§ **DONNÉES EXTRAITES**
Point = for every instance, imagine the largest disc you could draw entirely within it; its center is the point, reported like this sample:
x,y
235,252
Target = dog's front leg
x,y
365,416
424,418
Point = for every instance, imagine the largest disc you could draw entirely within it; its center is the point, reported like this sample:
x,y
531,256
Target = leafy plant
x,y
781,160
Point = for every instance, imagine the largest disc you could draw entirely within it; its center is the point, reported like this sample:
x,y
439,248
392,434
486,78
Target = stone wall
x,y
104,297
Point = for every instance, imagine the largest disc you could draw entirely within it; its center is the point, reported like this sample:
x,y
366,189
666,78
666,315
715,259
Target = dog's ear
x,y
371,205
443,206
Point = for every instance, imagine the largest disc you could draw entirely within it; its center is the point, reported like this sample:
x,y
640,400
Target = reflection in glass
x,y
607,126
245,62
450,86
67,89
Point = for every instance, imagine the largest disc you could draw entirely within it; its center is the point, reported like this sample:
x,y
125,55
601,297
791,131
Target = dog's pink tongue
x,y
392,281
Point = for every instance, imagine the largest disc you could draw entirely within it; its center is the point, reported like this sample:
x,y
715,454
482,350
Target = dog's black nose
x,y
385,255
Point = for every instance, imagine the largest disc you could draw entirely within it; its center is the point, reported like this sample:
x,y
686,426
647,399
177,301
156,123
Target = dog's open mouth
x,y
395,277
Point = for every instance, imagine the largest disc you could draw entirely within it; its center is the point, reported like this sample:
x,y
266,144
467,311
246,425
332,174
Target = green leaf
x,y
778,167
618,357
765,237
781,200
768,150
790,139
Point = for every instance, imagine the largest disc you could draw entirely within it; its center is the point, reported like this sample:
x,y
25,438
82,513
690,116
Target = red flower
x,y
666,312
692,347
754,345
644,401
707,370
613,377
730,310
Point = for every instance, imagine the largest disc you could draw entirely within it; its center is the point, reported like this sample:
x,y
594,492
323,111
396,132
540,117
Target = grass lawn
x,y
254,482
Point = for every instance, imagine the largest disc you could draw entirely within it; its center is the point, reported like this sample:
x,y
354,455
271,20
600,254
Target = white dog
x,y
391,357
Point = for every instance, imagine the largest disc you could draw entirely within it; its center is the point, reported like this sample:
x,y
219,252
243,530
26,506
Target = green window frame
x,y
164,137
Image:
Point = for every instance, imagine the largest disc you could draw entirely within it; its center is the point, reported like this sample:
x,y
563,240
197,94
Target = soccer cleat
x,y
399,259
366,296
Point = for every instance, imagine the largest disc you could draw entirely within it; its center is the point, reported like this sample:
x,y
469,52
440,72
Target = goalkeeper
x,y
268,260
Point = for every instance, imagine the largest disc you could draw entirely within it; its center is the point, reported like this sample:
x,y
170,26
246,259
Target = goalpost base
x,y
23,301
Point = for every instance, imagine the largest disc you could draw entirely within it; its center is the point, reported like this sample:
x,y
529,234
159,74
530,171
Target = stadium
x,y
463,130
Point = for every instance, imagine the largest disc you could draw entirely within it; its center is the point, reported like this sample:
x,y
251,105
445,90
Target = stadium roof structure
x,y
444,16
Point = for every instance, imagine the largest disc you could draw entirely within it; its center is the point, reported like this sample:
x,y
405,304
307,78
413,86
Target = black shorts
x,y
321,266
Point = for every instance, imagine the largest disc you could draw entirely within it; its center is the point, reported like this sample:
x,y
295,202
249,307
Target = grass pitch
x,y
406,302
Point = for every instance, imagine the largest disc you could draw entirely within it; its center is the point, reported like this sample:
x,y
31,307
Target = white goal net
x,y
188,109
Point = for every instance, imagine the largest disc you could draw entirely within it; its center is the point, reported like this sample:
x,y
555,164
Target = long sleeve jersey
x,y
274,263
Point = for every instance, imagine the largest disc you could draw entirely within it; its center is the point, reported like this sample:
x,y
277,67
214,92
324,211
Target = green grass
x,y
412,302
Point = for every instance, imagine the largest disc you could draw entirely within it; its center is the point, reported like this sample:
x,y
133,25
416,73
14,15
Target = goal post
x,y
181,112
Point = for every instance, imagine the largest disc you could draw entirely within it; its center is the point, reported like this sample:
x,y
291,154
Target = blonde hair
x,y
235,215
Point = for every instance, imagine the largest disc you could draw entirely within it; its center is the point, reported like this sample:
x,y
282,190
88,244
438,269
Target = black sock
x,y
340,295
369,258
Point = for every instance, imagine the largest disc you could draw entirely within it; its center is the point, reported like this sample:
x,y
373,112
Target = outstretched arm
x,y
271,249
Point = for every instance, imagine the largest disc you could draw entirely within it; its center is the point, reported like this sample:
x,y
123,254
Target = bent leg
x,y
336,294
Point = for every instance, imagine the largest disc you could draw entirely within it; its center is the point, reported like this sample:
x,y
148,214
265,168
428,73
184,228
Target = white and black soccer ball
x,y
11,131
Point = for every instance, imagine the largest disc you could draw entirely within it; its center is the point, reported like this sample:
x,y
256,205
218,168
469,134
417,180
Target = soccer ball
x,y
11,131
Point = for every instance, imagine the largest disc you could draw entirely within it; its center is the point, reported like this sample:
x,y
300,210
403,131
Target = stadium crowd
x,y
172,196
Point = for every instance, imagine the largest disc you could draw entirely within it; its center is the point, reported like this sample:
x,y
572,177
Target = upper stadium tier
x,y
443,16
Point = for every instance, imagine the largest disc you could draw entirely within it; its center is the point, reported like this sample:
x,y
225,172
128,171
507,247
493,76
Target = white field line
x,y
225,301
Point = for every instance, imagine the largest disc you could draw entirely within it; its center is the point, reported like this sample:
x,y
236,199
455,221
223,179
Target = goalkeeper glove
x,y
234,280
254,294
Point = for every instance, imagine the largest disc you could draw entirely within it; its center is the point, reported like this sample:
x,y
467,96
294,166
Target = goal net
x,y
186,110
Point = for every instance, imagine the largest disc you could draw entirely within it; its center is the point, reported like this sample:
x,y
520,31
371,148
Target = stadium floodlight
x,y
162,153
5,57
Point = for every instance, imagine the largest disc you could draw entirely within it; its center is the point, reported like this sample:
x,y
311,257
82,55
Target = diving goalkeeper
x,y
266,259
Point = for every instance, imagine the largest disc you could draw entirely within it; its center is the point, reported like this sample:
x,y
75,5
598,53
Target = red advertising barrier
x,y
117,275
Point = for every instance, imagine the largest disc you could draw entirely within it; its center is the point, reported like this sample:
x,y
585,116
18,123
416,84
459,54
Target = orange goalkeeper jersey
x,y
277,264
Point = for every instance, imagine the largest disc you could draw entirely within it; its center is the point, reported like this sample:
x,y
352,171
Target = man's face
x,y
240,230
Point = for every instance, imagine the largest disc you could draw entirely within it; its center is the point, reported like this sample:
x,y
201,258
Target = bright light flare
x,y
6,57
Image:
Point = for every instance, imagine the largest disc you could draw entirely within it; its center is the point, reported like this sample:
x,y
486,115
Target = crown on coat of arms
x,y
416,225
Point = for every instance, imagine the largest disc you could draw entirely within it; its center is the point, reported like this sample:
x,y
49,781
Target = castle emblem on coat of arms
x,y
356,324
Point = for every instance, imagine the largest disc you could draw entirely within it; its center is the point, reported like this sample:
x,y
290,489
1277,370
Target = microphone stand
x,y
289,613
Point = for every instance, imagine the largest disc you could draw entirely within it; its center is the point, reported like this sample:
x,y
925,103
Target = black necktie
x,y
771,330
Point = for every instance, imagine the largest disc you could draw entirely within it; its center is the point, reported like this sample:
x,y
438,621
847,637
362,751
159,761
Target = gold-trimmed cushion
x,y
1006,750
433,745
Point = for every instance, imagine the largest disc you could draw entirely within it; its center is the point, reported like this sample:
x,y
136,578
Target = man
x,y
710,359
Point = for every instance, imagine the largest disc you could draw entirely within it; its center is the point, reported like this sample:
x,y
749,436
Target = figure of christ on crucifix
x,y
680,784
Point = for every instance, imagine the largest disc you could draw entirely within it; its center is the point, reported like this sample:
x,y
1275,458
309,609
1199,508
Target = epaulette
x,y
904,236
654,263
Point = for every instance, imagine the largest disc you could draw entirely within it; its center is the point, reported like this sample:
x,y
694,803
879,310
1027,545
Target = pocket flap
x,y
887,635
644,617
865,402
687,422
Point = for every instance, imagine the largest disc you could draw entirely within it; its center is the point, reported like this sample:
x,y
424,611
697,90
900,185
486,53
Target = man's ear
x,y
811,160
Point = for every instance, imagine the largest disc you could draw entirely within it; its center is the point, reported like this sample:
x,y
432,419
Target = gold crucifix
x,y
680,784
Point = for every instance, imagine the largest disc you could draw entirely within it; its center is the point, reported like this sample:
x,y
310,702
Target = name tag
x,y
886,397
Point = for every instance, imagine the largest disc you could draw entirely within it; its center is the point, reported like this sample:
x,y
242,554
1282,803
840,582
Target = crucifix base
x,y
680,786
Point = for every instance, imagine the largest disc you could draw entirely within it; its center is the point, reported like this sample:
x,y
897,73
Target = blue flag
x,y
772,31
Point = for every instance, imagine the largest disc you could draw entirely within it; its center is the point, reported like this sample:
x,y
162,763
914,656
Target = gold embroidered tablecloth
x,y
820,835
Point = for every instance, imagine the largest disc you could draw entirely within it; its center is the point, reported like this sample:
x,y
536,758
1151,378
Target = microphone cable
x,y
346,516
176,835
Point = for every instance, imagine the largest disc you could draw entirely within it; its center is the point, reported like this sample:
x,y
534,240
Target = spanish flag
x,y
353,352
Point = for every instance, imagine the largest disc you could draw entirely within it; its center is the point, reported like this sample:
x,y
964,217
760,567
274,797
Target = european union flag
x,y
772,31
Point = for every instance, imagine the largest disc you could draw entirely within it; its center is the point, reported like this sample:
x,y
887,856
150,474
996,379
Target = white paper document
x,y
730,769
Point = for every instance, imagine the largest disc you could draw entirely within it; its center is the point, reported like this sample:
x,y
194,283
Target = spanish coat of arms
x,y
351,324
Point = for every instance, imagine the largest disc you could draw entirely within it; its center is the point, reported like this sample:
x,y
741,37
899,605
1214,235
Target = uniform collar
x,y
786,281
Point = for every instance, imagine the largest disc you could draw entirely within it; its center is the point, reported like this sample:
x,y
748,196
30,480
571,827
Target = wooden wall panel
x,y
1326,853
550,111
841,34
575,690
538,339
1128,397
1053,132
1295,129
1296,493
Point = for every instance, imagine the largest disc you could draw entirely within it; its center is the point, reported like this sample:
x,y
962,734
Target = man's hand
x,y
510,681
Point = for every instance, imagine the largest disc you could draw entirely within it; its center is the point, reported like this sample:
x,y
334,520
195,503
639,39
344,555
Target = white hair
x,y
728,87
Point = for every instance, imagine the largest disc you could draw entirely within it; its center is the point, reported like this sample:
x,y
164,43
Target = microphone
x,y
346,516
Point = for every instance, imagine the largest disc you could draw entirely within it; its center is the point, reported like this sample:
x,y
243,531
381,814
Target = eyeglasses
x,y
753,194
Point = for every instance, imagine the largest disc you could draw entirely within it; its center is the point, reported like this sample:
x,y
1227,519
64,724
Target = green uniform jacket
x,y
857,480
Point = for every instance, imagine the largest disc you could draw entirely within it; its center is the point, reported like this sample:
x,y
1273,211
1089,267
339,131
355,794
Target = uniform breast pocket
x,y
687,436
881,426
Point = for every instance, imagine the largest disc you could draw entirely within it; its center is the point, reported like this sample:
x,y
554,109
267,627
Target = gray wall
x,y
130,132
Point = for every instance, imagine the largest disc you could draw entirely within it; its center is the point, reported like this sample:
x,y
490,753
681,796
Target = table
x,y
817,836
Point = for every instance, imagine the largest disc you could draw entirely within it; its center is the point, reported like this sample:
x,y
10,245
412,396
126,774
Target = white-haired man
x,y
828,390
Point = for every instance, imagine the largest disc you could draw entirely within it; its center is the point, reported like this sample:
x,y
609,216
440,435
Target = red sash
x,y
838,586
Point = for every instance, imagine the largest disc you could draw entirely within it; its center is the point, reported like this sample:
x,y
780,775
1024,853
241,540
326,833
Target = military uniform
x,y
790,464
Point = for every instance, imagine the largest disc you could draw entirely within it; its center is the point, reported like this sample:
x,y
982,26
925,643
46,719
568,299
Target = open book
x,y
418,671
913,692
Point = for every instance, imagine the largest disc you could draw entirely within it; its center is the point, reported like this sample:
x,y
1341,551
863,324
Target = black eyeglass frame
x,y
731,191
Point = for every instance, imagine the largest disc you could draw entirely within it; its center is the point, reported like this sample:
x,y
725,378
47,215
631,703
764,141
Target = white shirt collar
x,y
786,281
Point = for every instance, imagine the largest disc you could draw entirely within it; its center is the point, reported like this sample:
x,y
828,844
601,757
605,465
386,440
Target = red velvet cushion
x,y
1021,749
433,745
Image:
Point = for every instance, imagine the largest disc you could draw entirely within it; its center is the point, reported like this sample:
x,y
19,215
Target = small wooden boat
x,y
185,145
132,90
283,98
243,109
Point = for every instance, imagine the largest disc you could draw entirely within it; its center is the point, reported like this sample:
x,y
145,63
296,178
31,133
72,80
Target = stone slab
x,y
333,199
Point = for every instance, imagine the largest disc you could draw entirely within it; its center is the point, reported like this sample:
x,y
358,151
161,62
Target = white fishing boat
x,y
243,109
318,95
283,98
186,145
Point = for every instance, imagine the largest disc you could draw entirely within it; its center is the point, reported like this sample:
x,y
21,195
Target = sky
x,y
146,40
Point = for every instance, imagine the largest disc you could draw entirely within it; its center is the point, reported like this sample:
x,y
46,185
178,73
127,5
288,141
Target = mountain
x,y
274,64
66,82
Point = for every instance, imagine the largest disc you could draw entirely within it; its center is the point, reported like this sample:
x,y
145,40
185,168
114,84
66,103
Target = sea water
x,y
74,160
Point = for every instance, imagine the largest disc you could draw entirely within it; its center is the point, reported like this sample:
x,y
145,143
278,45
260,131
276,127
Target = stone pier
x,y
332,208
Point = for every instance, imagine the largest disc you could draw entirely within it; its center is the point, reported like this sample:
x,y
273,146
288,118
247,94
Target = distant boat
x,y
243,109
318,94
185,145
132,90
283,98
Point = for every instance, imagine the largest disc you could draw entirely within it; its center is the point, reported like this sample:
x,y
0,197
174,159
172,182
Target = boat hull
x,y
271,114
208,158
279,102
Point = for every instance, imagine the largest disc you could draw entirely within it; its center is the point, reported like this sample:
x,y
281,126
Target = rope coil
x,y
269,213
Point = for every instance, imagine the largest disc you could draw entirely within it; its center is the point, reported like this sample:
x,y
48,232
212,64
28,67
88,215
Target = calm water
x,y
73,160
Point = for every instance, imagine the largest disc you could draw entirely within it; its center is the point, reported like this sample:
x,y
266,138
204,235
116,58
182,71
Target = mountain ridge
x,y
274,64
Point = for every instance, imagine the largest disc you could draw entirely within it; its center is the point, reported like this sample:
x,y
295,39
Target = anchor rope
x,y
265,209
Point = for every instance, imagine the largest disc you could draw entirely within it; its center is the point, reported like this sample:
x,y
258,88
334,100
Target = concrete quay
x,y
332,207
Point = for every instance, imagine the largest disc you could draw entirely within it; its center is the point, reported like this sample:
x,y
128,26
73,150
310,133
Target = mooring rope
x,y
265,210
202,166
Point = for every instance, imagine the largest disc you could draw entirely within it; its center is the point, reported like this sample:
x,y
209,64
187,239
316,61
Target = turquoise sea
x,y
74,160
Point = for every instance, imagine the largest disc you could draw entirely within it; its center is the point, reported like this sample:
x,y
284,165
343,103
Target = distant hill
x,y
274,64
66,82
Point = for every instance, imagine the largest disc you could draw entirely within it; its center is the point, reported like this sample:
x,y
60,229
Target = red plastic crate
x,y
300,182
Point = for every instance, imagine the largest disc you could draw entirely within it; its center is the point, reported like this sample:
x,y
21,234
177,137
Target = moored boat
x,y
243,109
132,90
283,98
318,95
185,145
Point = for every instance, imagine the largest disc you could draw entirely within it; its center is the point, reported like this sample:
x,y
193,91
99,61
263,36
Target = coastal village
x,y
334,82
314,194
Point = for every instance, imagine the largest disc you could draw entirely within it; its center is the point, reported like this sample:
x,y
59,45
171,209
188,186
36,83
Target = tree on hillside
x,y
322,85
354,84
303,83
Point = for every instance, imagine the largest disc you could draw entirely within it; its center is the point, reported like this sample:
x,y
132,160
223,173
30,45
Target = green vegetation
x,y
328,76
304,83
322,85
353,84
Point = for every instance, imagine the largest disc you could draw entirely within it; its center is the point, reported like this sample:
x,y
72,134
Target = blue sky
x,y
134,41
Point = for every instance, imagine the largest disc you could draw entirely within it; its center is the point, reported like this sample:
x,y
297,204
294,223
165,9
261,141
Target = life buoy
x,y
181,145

§ **CONSIGNE**
Sélectionnez chaque ligne qui contient la chaîne « microphone », en tenant compte de la casse.

§ **RÉPONSE RÉDIGÉE**
Target = microphone stand
Target = microphone cable
Target = microphone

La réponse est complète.